■ **Work required**: Every entry should be reproduced precisely, with each picture left out.

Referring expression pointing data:

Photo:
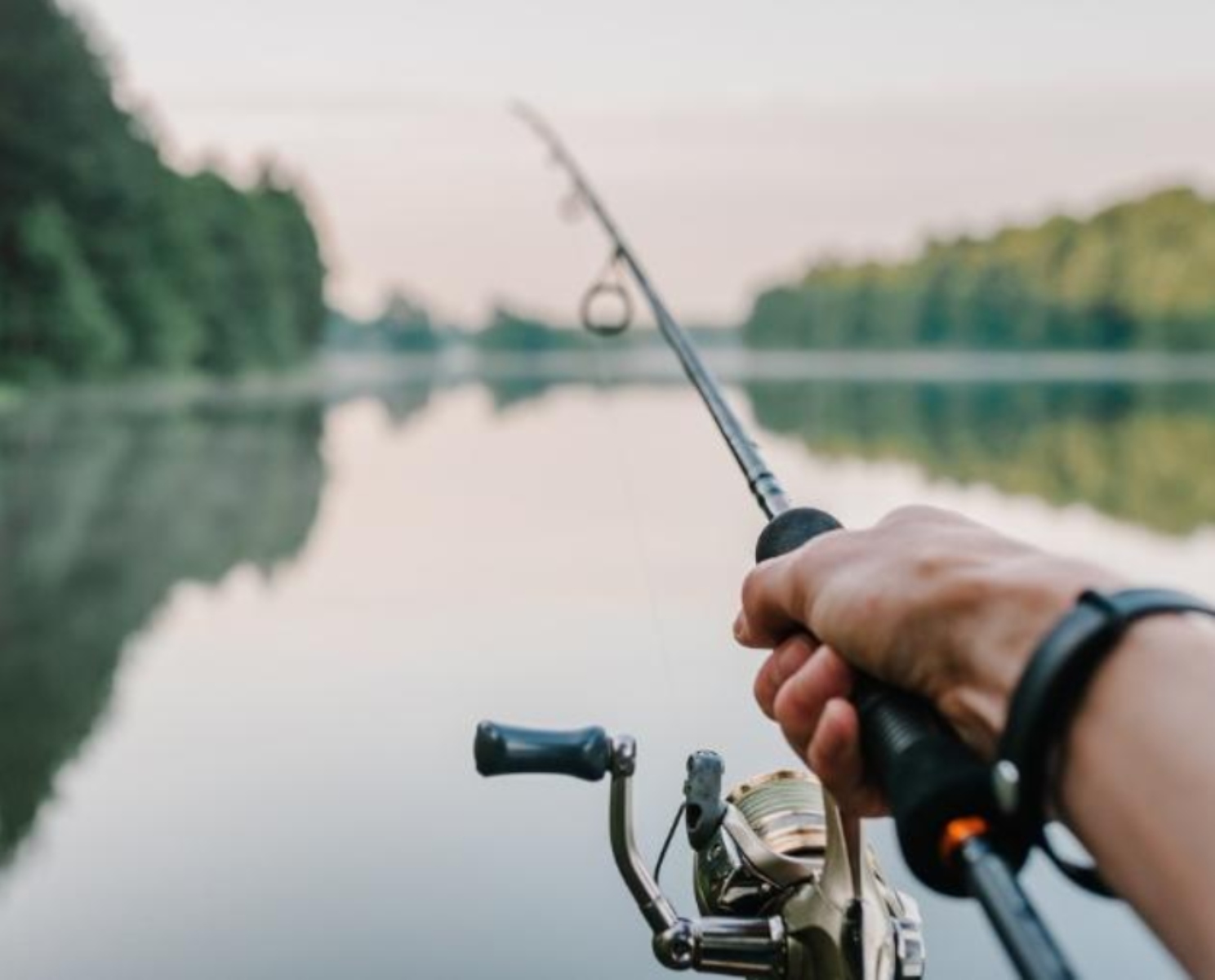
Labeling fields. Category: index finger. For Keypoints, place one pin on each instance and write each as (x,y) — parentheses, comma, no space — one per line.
(778,594)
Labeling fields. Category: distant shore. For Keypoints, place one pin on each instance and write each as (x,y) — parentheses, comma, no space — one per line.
(741,365)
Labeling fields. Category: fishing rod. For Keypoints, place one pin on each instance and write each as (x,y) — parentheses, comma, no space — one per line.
(783,880)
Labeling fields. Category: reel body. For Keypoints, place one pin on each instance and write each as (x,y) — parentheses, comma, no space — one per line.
(772,877)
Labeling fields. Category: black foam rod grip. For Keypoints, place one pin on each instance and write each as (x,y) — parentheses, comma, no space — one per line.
(928,775)
(505,751)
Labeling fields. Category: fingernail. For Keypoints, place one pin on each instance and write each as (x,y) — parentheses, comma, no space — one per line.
(740,627)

■ **Solved problem**:
Photo:
Labeling fields. Category: index finger. For Keypoints, place one pin on each instance and write each as (x,y) — parentheses, comma, no space — one per line.
(778,594)
Labeling fields. Category: distant shore. For Keypoints, place one pin on each instance and write each as (x,y) — parentheses, comma, no space — one per line.
(741,365)
Labeling fields. Category: fishing rod. For Keypoints, place one pin on each instance and write each as (x,y) — parentheses, comma, no space — one per line.
(783,880)
Labeling fields. Category: reel body. For Keypoints, place one pin on each instance and write each as (x,y) — parentheses, comma, no space — one per line.
(772,877)
Labeling fields. Category: black foam rod grip. For Keypoints, place one pin on each instance and write each as (x,y) — parentheses, comma, no space — one per line.
(928,775)
(505,751)
Labeling fields. Category: fingernail. For Keypoints, place one pin on each instance and write each as (x,y) — parentheses, comma, no space — one per line.
(740,627)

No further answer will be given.